### EXERCISE REQUIREMENTS
Look through the records below and copy each line that includes the word "rear".

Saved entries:

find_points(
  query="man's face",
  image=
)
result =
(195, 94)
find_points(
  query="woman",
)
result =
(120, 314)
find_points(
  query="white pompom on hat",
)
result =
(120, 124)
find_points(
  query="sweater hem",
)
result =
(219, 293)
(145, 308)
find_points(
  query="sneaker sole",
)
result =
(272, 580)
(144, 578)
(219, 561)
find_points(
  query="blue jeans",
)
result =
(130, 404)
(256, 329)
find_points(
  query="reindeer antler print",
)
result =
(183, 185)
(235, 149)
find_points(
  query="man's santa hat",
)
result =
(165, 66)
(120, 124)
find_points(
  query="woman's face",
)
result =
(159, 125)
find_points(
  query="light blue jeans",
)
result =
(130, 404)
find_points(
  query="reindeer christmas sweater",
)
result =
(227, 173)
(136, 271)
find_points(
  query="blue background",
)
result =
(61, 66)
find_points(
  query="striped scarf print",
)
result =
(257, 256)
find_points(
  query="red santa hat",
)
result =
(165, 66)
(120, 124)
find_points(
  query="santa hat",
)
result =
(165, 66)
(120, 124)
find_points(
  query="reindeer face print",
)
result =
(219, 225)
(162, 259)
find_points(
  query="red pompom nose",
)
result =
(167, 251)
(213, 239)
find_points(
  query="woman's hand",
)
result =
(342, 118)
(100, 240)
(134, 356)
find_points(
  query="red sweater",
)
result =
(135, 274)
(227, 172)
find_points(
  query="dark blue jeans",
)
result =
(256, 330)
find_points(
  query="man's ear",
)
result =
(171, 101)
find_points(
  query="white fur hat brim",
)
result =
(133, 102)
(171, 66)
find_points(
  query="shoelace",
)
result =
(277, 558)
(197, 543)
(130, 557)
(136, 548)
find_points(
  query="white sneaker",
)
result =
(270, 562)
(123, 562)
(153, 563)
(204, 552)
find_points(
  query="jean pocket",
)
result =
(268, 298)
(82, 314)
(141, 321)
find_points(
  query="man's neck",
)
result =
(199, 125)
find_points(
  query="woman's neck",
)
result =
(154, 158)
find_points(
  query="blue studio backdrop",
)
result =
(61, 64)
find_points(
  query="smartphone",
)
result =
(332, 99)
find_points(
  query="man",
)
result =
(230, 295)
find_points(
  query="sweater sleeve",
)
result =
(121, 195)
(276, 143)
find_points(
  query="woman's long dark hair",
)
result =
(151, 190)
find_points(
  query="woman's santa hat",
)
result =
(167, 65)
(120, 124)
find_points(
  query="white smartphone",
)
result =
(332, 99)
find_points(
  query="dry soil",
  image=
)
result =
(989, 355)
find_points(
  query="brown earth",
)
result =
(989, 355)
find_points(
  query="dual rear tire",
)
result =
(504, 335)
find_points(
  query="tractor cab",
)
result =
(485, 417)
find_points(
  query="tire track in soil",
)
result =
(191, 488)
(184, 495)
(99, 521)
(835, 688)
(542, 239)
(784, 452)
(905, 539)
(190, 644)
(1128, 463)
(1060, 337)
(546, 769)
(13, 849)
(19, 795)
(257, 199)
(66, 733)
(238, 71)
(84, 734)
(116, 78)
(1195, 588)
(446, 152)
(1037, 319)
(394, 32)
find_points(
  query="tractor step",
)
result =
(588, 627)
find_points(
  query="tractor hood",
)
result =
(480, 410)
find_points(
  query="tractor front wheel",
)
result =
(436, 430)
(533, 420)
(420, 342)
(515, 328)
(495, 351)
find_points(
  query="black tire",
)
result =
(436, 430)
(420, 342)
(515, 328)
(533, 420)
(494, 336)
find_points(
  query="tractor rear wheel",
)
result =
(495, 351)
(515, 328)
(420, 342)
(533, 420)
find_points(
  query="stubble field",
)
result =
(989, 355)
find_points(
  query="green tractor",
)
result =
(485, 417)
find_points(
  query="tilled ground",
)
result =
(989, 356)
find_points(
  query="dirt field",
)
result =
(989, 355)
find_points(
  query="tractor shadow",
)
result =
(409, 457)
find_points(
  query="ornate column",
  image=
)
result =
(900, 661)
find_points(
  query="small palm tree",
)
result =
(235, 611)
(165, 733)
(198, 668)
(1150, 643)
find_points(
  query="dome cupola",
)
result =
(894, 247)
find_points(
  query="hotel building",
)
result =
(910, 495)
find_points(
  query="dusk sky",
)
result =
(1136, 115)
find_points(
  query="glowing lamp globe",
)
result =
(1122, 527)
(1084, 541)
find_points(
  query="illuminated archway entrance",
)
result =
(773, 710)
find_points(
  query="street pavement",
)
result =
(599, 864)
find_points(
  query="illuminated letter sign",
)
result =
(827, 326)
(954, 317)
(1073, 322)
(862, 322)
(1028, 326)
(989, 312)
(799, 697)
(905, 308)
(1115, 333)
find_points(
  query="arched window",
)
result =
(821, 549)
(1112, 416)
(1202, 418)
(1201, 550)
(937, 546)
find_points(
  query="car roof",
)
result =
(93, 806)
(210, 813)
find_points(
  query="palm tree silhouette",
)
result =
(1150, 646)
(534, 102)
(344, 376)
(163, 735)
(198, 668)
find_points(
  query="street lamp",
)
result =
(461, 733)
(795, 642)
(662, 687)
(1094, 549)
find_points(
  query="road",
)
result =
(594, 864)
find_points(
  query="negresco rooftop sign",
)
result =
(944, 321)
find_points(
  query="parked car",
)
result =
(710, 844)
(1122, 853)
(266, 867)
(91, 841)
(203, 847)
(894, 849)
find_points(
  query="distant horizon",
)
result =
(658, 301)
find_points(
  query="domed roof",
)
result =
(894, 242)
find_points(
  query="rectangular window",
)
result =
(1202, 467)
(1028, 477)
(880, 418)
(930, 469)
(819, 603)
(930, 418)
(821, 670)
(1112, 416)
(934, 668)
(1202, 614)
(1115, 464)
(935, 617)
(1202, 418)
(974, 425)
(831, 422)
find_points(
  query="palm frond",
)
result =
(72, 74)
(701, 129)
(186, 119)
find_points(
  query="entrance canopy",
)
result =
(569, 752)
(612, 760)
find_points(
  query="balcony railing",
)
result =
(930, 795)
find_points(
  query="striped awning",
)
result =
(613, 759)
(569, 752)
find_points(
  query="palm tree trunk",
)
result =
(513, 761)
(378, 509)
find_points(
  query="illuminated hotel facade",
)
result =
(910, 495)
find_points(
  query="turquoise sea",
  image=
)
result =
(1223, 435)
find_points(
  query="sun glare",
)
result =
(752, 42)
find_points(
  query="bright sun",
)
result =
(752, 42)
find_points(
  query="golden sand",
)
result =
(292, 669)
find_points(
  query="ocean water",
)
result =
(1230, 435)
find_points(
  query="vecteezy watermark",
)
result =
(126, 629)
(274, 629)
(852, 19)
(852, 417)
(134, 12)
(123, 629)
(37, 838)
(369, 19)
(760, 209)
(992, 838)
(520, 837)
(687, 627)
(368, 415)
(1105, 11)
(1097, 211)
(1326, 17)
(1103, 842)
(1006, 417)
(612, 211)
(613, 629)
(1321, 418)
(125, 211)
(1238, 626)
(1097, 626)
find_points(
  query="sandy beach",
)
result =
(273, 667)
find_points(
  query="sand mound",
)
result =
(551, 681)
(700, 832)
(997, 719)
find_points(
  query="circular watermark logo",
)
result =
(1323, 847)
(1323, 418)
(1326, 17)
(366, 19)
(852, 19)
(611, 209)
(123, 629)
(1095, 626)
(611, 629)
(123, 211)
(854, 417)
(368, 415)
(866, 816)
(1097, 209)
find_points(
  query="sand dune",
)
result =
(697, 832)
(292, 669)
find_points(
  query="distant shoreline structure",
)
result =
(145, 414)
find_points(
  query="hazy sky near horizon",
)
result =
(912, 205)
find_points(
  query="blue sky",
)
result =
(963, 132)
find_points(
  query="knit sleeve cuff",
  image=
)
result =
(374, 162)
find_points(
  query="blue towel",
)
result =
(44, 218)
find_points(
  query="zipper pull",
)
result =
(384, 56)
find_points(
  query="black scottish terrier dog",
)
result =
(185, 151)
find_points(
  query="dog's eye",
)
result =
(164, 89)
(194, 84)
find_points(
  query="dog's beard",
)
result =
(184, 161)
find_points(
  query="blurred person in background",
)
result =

### WRITTEN RESPONSE
  query="dual rear tire",
  query="tractor rear wheel",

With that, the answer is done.